» WORK TO BE COMPLETED
Please put the lines of the records from the line holding "- **What to find**: building wall" through the line holding "[0,0,111,279]", inclusive, into a Markdown table with a Row column for the row number and a Line column for the line, skipping blank lines. Leave the pictures out of the answer.

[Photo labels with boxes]
--------------------

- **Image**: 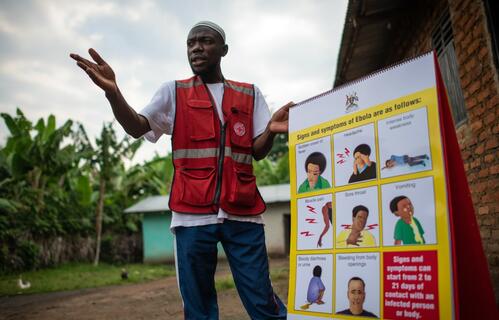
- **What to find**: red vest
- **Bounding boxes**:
[169,76,265,216]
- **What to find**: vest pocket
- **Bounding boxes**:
[179,167,216,207]
[187,100,215,141]
[229,170,256,207]
[230,107,253,148]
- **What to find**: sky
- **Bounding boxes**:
[0,0,347,163]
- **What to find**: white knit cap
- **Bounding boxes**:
[191,21,225,43]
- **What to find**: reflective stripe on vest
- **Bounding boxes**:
[224,81,253,96]
[173,147,253,164]
[177,77,203,88]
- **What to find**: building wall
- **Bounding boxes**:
[142,212,174,263]
[386,0,499,303]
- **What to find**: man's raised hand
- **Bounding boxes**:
[69,48,118,94]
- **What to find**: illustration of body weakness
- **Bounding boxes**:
[298,152,331,193]
[336,205,376,248]
[70,21,292,319]
[390,196,425,245]
[300,266,326,310]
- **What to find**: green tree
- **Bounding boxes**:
[92,123,142,265]
[0,109,93,269]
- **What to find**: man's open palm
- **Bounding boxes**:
[69,49,117,93]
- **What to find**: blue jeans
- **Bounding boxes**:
[175,220,287,320]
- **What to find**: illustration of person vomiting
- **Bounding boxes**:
[390,196,425,245]
[381,154,430,170]
[348,143,376,183]
[317,201,333,248]
[336,205,376,248]
[300,266,326,310]
[298,152,331,193]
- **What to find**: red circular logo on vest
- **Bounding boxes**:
[234,122,246,137]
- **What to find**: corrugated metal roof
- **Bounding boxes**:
[125,184,290,213]
[334,0,418,87]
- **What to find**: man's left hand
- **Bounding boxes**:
[269,102,295,133]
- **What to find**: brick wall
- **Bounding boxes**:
[386,0,499,304]
[449,0,499,302]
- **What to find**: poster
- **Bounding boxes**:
[288,54,455,320]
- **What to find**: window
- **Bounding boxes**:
[431,10,467,126]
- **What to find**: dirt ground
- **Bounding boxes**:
[0,259,288,320]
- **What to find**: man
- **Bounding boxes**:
[336,277,378,318]
[71,21,292,319]
[298,152,331,193]
[336,205,376,248]
[390,195,426,245]
[348,143,376,183]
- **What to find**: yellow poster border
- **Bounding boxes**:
[288,87,454,319]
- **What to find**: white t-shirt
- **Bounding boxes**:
[139,81,270,231]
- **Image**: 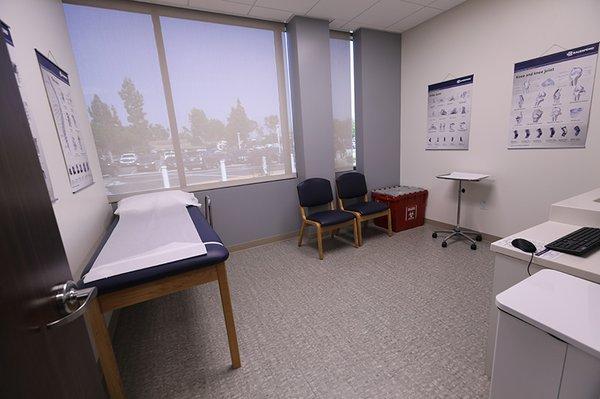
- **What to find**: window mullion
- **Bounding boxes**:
[273,31,292,175]
[152,11,187,188]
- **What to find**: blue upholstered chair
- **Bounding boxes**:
[335,172,392,245]
[298,177,358,260]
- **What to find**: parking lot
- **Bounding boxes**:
[104,163,284,195]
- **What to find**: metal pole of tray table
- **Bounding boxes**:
[204,195,213,227]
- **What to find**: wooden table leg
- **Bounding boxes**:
[85,299,125,399]
[216,263,242,369]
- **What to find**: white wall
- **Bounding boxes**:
[400,0,600,236]
[0,0,111,279]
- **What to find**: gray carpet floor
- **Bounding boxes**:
[114,226,493,398]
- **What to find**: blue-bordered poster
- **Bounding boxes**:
[425,75,473,150]
[508,43,598,148]
[0,20,56,201]
[36,50,94,193]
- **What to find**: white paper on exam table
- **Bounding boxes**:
[83,205,206,283]
[436,172,490,181]
[497,237,562,260]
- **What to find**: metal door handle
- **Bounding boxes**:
[46,281,98,328]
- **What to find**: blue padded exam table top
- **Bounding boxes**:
[78,206,229,294]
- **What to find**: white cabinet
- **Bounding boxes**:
[490,311,567,399]
[490,269,600,399]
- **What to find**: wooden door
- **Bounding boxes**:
[0,32,106,398]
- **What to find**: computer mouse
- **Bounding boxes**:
[511,238,537,254]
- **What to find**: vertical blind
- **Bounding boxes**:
[64,0,294,200]
[329,32,356,172]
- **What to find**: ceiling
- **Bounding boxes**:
[138,0,465,32]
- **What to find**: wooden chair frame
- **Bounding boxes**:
[298,201,359,260]
[338,194,394,246]
[86,262,241,399]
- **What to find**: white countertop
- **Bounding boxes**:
[550,188,600,227]
[491,221,600,284]
[436,172,490,183]
[496,270,600,358]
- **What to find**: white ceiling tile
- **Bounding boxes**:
[256,0,318,15]
[190,0,252,15]
[248,7,293,22]
[429,0,465,10]
[356,0,423,29]
[307,0,378,20]
[343,21,383,32]
[389,7,442,32]
[136,0,188,7]
[329,18,348,29]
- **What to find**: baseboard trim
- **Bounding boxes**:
[228,231,298,252]
[425,219,501,242]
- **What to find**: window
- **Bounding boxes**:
[65,3,295,200]
[329,32,356,172]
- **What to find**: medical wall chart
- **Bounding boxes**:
[0,20,56,201]
[508,43,598,148]
[425,75,473,150]
[36,50,94,193]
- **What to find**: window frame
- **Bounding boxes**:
[63,0,297,202]
[329,30,356,173]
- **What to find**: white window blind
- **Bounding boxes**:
[329,32,356,172]
[65,0,294,200]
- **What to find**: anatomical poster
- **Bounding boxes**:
[0,21,56,201]
[36,50,94,193]
[508,43,598,148]
[425,75,473,150]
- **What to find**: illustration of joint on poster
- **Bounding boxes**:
[36,50,94,193]
[508,43,598,149]
[425,75,473,150]
[0,20,56,201]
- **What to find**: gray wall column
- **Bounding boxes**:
[287,17,335,182]
[354,29,401,189]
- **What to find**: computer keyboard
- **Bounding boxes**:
[546,227,600,256]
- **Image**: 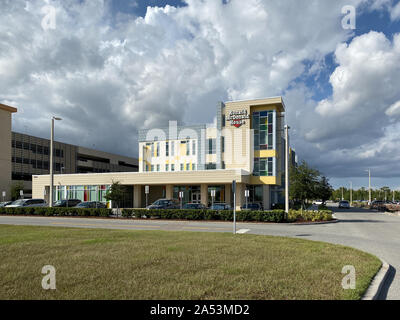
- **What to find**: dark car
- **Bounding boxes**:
[339,200,350,209]
[0,201,12,208]
[371,200,385,210]
[53,199,82,208]
[210,203,232,210]
[75,201,107,209]
[240,203,263,211]
[182,203,206,210]
[147,199,180,210]
[6,199,47,208]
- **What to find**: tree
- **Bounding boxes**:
[105,181,124,217]
[289,161,320,208]
[10,181,24,200]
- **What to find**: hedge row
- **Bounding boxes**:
[122,209,285,223]
[0,207,332,223]
[288,210,333,222]
[0,207,111,217]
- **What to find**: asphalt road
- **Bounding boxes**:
[0,207,400,300]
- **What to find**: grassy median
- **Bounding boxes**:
[0,226,381,300]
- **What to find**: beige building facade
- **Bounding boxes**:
[33,97,285,209]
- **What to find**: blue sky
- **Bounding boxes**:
[0,0,400,189]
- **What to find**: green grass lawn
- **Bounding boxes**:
[0,226,381,300]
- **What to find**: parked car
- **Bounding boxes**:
[209,203,232,210]
[53,199,82,208]
[371,200,385,210]
[339,200,350,209]
[147,199,180,210]
[182,203,207,210]
[0,201,12,208]
[240,203,263,211]
[6,199,47,208]
[75,201,107,209]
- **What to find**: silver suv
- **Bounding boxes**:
[6,199,47,208]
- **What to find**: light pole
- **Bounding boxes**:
[350,181,353,207]
[285,125,290,214]
[365,169,372,205]
[49,117,62,207]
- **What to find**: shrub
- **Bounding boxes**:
[0,207,332,223]
[288,210,333,222]
[0,207,111,217]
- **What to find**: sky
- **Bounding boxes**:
[0,0,400,190]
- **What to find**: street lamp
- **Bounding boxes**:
[365,169,372,205]
[285,125,290,214]
[49,117,62,207]
[350,181,353,207]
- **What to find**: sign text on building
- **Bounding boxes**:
[227,110,250,128]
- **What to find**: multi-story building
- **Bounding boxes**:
[0,105,138,199]
[33,97,292,209]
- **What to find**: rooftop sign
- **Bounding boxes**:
[227,110,250,128]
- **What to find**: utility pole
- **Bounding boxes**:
[350,181,353,207]
[365,169,372,205]
[49,117,62,208]
[285,125,290,218]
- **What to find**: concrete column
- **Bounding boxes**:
[225,183,232,205]
[133,185,142,208]
[200,184,208,206]
[165,184,174,199]
[263,185,271,210]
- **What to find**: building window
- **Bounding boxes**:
[208,139,217,154]
[206,163,217,170]
[253,158,274,177]
[186,141,190,156]
[253,111,274,150]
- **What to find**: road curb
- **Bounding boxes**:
[361,259,390,300]
[288,219,340,226]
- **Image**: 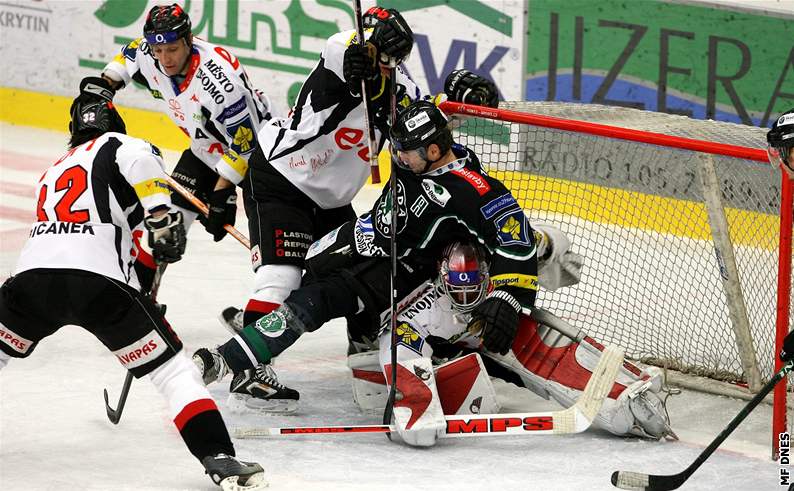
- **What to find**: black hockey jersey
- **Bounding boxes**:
[352,145,538,309]
[15,133,171,289]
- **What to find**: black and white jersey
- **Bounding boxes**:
[352,145,538,308]
[251,30,422,209]
[16,133,171,289]
[102,36,270,184]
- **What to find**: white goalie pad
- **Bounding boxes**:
[383,357,447,447]
[436,353,501,415]
[347,351,501,415]
[487,314,675,438]
[531,222,584,291]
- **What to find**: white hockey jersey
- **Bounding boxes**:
[16,133,171,290]
[102,36,271,184]
[381,281,481,356]
[259,30,422,209]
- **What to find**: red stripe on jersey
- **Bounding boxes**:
[174,399,218,431]
[245,299,281,315]
[452,167,491,196]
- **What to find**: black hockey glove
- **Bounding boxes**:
[342,43,380,94]
[469,290,521,355]
[780,331,794,362]
[75,77,116,102]
[201,186,237,242]
[143,211,187,264]
[444,70,499,107]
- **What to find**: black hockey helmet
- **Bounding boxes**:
[69,77,127,147]
[766,109,794,170]
[361,6,414,65]
[143,3,192,44]
[389,100,452,155]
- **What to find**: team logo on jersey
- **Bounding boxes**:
[254,312,287,338]
[494,210,529,246]
[397,322,425,355]
[375,181,408,237]
[480,193,520,220]
[422,179,452,208]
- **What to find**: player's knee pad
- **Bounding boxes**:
[244,264,301,325]
[149,350,218,426]
[383,357,447,447]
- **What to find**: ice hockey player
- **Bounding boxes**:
[102,4,271,242]
[348,240,675,446]
[221,7,499,332]
[0,77,266,490]
[766,109,794,179]
[194,101,537,418]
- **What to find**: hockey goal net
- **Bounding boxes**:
[442,101,792,462]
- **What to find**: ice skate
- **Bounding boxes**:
[218,307,245,334]
[229,364,300,414]
[201,453,268,491]
[193,348,229,385]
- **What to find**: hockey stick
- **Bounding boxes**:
[383,59,400,432]
[165,176,251,249]
[353,0,380,184]
[232,346,623,438]
[102,264,165,425]
[612,361,794,491]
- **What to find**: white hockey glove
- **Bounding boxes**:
[143,211,187,264]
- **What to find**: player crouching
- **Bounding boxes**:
[348,238,676,446]
[0,77,267,490]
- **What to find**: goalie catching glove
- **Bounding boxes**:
[468,290,521,355]
[444,70,499,107]
[143,211,187,264]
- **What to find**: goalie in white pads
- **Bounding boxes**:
[348,238,675,446]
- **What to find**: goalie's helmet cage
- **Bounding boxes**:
[143,3,192,44]
[438,242,490,312]
[766,109,794,170]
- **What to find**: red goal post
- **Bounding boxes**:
[441,101,794,458]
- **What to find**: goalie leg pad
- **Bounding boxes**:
[383,357,447,447]
[488,317,675,439]
[347,351,389,413]
[436,353,501,415]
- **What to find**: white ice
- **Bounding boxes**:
[0,123,788,491]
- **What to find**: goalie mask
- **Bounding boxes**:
[389,100,452,174]
[143,3,192,45]
[438,242,490,312]
[766,109,794,171]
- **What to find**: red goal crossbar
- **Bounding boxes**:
[440,101,794,460]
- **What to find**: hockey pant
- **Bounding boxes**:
[0,269,234,460]
[484,309,675,439]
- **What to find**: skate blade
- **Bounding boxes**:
[227,394,298,414]
[218,472,268,491]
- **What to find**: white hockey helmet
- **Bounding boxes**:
[438,242,490,312]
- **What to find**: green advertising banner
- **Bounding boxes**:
[525,0,794,126]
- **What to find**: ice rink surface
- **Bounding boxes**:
[0,123,788,491]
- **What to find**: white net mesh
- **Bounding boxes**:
[448,102,780,388]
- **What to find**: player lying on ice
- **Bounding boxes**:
[0,77,267,490]
[348,240,675,446]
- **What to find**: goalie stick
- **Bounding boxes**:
[612,361,794,491]
[232,346,623,438]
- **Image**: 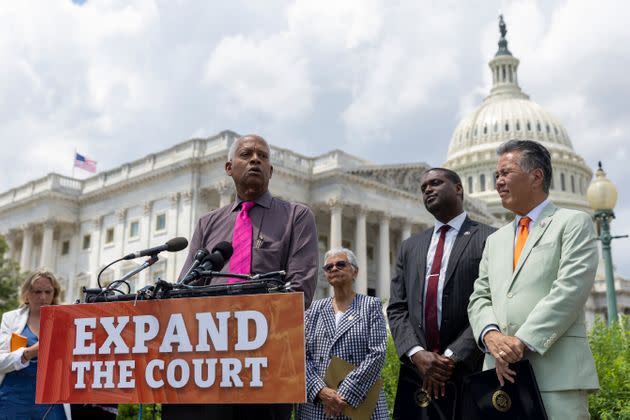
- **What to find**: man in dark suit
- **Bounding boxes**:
[387,168,495,420]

--------------------

» CORRECT RESULT
| Row | Line |
|---|---|
| 1 | - **What to find**: building wall |
| 2 | - **Bounding boxes**: |
| 3 | [142,212,174,263] |
| 4 | [386,0,499,303] |
| 5 | - **What to find**: man's raised hand |
| 6 | - **Bounding boxes**: |
| 7 | [69,48,118,94] |
| 8 | - **What to find**: illustration of body weakness |
| 9 | - **Bounding boxes**: |
| 10 | [298,152,331,193] |
| 11 | [336,205,376,248] |
| 12 | [70,21,292,319] |
| 13 | [390,196,425,245] |
| 14 | [300,266,326,310] |
| 15 | - **What to find**: green tree |
| 16 | - **Bounding boxes**: |
| 17 | [92,123,142,265] |
| 18 | [0,109,93,269] |
| 19 | - **What to find**: man's open palm |
| 20 | - **Bounding boxes**: |
| 21 | [69,49,117,93] |
| 22 | - **What to find**: blue jeans |
| 23 | - **Bounding boxes**: |
| 24 | [175,220,287,320] |
| 25 | - **What to find**: illustration of person vomiting |
| 26 | - **Bounding boxes**: |
| 27 | [390,196,425,245] |
| 28 | [381,154,430,170] |
| 29 | [348,143,376,183] |
| 30 | [317,201,333,248] |
| 31 | [336,205,376,248] |
| 32 | [300,266,326,310] |
| 33 | [298,152,331,193] |
| 34 | - **What to find**: red circular logo on vest |
| 35 | - **Bounding boxes**: |
| 36 | [234,122,246,137] |
| 37 | - **What to find**: corrugated metal roof |
| 38 | - **Bounding boxes**: |
| 39 | [125,184,290,213] |
| 40 | [334,0,418,87] |
| 41 | - **What to find**: man's left hand |
| 42 | - **Bounding boxes**: |
| 43 | [269,102,295,133] |
| 44 | - **What to find**: brick wall |
| 45 | - **Bounding boxes**: |
| 46 | [386,0,499,304] |
| 47 | [449,0,499,302] |
| 48 | - **What to find**: poster |
| 49 | - **Bounding boxes**: |
| 50 | [288,54,455,320] |
| 51 | - **What to find**: window |
| 52 | - **Bounding boxes**: |
| 53 | [431,10,467,126] |
| 54 | - **What to find**: dirt ground |
| 55 | - **Bounding boxes**: |
| 56 | [0,259,288,320] |
| 57 | - **What to find**: man |
| 58 | - **Bounding boxes**: |
| 59 | [336,277,378,318] |
| 60 | [71,21,292,319] |
| 61 | [298,152,331,193] |
| 62 | [336,205,376,248] |
| 63 | [390,195,426,245] |
| 64 | [348,143,376,183] |
| 65 | - **What to find**: yellow poster border |
| 66 | - **Bounding boxes**: |
| 67 | [288,87,454,319] |
| 68 | - **What to find**: white t-shirt |
| 69 | - **Bounding boxes**: |
| 70 | [139,81,270,231] |
| 71 | - **Image**:  |
| 72 | - **What to find**: window mullion |
| 73 | - **Bounding boxes**: |
| 74 | [273,31,292,175] |
| 75 | [152,11,187,188] |
| 76 | - **What to find**: blue upholstered chair |
| 77 | - **Bounding boxes**: |
| 78 | [335,172,392,245] |
| 79 | [298,177,358,260] |
| 80 | - **What to find**: parking lot |
| 81 | - **Bounding boxes**: |
| 82 | [104,163,284,195] |
| 83 | - **What to find**: metal pole of tray table |
| 84 | - **Bounding boxes**: |
| 85 | [204,195,213,227] |
| 86 | - **What to find**: wooden table leg |
| 87 | - **Bounding boxes**: |
| 88 | [85,299,125,399] |
| 89 | [216,263,242,369] |
| 90 | - **What to find**: white wall |
| 91 | - **Bounding boxes**: |
| 92 | [400,0,600,236] |
| 93 | [0,0,111,279] |